▶ **EXCERPTED DATA**:
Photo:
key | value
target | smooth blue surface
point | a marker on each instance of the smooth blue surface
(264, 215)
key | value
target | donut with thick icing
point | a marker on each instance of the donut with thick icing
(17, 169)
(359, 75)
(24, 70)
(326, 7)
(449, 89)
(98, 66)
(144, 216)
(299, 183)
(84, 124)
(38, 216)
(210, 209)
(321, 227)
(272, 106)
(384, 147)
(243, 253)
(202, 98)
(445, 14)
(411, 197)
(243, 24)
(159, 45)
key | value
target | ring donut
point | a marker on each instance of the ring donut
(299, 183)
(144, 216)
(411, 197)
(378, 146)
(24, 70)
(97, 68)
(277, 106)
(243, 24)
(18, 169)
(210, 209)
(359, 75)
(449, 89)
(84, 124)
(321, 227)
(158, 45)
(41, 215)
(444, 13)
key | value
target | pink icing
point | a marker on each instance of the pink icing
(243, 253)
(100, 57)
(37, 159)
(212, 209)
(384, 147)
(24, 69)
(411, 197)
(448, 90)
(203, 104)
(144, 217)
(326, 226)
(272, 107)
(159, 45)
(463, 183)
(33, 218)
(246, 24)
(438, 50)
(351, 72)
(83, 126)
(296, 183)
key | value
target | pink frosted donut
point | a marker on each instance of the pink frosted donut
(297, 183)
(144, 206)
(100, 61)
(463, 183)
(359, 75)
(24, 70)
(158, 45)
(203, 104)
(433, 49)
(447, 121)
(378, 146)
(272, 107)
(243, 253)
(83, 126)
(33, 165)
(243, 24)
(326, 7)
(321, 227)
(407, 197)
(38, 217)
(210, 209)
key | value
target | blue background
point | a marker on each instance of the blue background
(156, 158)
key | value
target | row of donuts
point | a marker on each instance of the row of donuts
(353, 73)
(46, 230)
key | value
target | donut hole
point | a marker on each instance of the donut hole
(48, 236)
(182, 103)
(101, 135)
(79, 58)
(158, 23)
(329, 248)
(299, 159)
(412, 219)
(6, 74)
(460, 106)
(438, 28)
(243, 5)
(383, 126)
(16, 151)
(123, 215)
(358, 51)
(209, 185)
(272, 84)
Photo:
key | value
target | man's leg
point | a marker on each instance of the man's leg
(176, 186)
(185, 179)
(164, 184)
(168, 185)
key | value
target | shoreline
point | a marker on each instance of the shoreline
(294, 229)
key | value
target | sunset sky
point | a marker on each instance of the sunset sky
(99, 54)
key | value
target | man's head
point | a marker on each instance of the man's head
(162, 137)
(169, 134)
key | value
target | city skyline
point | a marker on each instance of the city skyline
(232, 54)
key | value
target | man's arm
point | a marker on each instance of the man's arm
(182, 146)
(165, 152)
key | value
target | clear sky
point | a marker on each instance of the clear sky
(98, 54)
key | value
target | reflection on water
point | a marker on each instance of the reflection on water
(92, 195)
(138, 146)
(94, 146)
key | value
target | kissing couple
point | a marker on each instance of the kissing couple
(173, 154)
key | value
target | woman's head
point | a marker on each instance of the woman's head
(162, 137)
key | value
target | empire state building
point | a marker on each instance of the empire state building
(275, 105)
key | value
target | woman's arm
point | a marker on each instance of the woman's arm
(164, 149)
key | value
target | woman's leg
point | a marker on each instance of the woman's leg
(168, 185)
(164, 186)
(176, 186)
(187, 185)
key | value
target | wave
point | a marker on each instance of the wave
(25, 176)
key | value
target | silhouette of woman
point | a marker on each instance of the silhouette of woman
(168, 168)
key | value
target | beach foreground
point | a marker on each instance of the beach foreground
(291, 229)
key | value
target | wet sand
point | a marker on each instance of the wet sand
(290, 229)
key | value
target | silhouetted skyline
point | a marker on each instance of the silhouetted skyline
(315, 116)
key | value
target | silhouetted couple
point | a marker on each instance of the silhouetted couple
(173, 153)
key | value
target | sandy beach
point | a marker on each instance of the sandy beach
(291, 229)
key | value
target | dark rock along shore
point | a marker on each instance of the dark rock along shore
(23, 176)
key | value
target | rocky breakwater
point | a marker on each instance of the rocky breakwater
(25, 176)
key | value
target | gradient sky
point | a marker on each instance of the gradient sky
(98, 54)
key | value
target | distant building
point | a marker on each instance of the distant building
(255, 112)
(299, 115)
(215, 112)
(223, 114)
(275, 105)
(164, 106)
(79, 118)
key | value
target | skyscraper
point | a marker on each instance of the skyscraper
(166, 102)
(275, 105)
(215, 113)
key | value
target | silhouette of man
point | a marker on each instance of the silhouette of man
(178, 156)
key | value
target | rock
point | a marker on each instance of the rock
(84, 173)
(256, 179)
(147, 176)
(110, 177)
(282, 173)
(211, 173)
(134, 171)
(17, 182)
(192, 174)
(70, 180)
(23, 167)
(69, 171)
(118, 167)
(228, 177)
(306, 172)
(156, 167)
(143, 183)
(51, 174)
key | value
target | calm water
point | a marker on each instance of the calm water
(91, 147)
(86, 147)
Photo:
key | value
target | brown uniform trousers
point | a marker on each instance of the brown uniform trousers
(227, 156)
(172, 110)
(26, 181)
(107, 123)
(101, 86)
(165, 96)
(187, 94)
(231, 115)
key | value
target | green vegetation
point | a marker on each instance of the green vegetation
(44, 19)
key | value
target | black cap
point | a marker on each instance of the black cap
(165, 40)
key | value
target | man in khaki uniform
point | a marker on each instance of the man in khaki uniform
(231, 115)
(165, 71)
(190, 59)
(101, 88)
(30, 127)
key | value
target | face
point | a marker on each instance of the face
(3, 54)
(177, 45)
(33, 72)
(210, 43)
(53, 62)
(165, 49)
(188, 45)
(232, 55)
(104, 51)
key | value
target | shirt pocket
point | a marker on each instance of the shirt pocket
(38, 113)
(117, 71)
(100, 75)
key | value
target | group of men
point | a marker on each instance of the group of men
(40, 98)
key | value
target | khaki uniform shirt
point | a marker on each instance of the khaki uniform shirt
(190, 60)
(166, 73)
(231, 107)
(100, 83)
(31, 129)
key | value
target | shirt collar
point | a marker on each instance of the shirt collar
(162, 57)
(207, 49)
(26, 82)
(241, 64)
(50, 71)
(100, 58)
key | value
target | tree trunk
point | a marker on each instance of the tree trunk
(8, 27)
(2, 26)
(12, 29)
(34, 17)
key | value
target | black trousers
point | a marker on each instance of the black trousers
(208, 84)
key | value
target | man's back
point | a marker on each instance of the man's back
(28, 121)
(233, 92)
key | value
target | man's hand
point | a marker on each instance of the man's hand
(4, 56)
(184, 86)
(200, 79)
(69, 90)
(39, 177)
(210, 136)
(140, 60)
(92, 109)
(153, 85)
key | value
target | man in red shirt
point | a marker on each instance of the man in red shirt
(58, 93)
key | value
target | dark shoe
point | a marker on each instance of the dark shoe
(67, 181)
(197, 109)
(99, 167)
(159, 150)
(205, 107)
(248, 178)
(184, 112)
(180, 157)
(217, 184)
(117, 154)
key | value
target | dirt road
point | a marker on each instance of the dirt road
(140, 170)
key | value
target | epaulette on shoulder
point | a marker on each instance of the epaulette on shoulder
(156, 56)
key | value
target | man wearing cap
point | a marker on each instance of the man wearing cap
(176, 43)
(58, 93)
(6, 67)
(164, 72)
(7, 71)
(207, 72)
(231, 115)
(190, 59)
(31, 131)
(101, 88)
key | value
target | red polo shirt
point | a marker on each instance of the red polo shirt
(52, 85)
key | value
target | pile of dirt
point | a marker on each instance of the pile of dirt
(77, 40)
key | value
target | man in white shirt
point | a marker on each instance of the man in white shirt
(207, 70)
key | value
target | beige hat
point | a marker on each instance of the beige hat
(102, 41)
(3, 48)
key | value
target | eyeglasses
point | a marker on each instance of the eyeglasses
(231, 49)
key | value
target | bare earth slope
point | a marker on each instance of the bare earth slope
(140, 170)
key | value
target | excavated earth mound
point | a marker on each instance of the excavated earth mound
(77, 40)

▶ **DESCRIPTION OF THE TASK**: How many lines in the items above contain the word "trousers"? Reply with the number alone.

▶ **EXPECTED ANSWER**: 4